What is being asked:
Using the essay below on rationality and totality, decide whether each statement agrees with it, and answer yes or no, quoting the deciding words from the essay: (a) The essay limits Totalitarianism to political forms on one end of the political spectrum. (b) The essay says that, valuing our freedom, we might not embrace a rational political policy even if it is efficient. (c) The essay says most of us give our intuition no credibility at all.

Source text:
- - - - -
Monday, May 26, 2008

Rationality and Totality, Part III

The skepticism of totality rests on some basically vague fears and misgivings which it might be possible to enunciate and evaluate. I think many of them center around some feeling of an enclosing action in totality—some sense of an enclosure, a loss of alternatives or choices, and thus a loss of freedom of movement of thought and body. A totality or system of totalization leads to Totalitarianism,(a thought from somewhere suggests,) with Totalitarianism understood as any political form anywhere on the political spectrum which radically restricts human freedom.

If we associate rationality with totality, it must be because we suspect rationality contributes to this enclosing action—that rationality, rather than being liberating, helps to radically restrict human freedom. Therefore, valuing our freedom, we might not embrace a rational political policy or program no matter how efficient or effective. It’d be totalitarian. We can’t be expected to rationally demonstrate this is a “rational” fear if what we fear is rationality itself, can we? And yet most of us would distrust our distrust if we couldn’t make more of a case for it than, “I don’t know why, but I don’t feel good about this,” even though most of us will give our intuition some credibility.
- - - - -
Information given:
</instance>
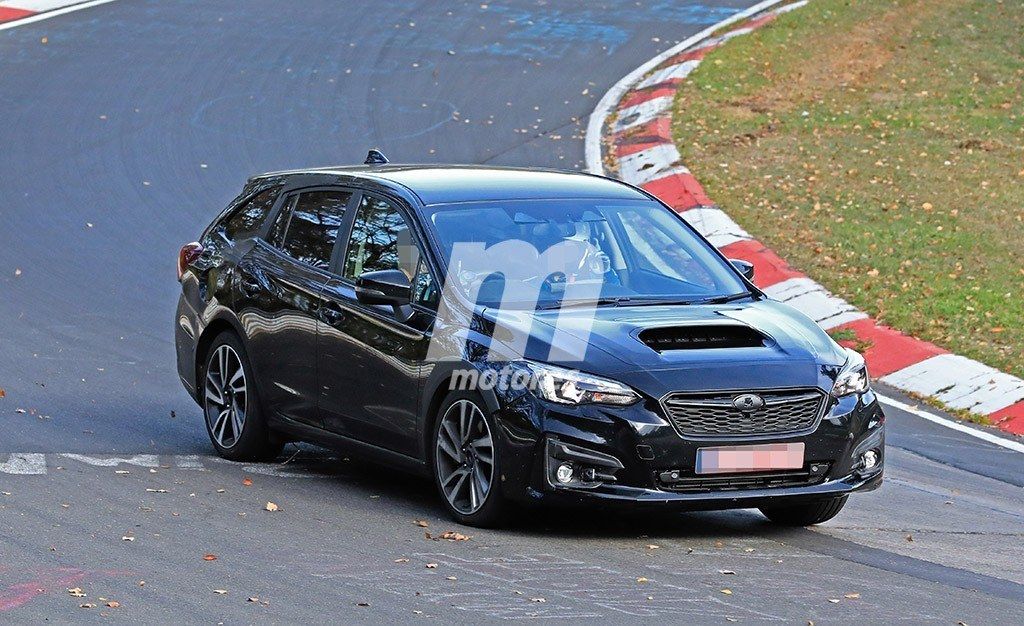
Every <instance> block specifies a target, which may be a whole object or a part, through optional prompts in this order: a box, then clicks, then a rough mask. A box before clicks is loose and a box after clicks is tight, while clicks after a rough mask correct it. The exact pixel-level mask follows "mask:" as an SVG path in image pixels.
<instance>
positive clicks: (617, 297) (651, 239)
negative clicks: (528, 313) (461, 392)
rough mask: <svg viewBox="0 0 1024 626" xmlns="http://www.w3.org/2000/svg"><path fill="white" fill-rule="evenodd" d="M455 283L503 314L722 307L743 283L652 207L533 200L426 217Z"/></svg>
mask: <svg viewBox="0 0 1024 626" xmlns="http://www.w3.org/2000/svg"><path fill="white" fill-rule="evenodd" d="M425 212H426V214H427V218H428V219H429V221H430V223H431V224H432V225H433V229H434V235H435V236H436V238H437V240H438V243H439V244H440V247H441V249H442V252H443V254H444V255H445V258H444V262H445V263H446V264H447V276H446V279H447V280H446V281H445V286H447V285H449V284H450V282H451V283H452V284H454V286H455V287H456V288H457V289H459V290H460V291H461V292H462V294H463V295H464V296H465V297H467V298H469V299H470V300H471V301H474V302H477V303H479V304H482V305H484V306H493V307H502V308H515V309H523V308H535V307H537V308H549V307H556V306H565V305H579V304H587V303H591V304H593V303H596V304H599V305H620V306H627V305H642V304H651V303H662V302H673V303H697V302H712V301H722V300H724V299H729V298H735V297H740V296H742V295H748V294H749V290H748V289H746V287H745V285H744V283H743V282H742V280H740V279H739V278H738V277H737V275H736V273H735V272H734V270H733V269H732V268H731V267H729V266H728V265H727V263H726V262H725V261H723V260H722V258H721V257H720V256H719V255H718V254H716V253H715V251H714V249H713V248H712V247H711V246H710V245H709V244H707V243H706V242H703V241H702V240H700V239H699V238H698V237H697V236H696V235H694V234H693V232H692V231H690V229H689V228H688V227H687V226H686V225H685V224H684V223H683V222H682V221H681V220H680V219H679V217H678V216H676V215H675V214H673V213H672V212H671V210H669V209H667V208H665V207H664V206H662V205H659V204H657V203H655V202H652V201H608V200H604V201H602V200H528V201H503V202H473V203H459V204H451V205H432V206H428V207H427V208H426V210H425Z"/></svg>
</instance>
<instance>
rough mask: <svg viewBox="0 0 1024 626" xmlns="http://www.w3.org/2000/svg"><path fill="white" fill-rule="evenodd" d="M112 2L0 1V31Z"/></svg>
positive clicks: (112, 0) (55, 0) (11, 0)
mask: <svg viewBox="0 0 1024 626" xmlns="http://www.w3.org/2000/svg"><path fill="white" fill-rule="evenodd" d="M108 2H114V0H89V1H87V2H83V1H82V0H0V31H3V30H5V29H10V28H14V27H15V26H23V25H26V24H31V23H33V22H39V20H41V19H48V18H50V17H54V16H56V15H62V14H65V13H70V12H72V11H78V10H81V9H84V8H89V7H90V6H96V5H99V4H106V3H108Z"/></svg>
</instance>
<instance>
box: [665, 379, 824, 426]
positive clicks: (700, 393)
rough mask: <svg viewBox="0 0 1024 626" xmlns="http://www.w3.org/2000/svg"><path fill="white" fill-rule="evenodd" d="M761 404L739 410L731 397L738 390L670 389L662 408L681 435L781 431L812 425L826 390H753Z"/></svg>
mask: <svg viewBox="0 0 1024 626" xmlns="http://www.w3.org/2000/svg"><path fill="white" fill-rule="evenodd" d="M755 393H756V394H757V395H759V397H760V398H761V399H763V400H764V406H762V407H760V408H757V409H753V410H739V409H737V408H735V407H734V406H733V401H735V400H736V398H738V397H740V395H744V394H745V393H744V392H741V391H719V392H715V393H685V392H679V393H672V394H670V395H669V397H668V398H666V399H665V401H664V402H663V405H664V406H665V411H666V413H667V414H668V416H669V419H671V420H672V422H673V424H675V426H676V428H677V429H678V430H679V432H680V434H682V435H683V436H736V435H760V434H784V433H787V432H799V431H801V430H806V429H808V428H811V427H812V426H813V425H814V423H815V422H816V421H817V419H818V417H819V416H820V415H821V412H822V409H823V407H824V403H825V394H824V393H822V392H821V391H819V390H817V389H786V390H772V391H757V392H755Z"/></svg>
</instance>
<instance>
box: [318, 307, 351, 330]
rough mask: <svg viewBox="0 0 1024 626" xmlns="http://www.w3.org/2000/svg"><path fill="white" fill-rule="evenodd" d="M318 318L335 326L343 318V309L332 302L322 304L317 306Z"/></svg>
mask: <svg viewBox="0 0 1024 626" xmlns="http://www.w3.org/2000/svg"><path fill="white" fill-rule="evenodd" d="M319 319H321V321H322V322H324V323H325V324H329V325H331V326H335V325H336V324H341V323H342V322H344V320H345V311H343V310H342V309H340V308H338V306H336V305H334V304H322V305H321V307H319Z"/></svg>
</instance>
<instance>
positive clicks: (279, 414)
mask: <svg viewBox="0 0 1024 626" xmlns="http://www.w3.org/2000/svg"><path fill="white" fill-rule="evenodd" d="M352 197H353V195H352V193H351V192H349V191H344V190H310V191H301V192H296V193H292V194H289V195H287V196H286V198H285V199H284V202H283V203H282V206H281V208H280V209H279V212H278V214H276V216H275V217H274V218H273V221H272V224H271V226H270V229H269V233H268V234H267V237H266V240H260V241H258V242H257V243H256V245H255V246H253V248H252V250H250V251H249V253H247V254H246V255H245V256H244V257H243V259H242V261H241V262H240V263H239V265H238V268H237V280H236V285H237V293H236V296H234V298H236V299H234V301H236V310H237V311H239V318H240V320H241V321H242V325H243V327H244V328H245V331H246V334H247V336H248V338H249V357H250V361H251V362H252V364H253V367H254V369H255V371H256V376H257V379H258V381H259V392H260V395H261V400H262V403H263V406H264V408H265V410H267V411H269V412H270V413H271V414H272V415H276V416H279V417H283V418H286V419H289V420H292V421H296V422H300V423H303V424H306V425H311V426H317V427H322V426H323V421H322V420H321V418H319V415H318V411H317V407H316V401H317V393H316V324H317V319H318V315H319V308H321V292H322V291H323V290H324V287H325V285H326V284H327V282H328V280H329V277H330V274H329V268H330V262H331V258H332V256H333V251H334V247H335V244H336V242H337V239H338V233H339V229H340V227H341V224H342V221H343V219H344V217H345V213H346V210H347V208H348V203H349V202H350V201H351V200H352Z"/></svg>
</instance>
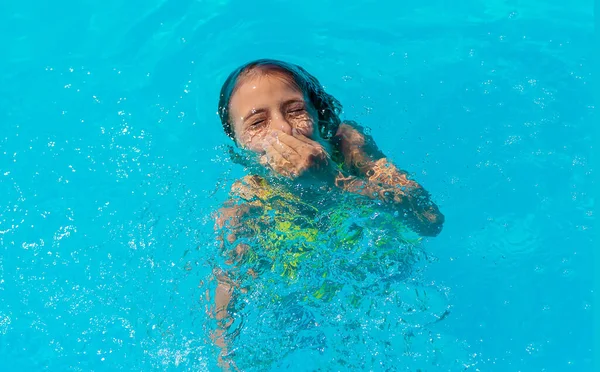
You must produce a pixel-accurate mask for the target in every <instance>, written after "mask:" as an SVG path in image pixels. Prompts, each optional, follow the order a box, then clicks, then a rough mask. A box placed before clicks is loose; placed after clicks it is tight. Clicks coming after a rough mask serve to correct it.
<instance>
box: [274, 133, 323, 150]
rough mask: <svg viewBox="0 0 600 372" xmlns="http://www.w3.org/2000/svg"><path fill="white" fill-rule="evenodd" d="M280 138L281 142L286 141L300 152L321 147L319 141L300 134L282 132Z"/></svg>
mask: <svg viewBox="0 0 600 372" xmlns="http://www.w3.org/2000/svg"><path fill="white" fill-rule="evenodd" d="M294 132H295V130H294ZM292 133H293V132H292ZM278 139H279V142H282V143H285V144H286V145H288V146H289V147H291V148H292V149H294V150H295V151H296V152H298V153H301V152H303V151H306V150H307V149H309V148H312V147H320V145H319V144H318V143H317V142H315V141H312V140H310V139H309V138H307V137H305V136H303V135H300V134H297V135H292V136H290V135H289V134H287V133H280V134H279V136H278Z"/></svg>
- - - - -
Finished task:
(a) No: "any political form anywhere on the political spectrum which radically restricts human freedom."
(b) Yes: "Therefore, valuing our freedom, we might not embrace a rational political policy or program no matter how efficient or effective."
(c) No: "even though most of us will give our intuition some credibility."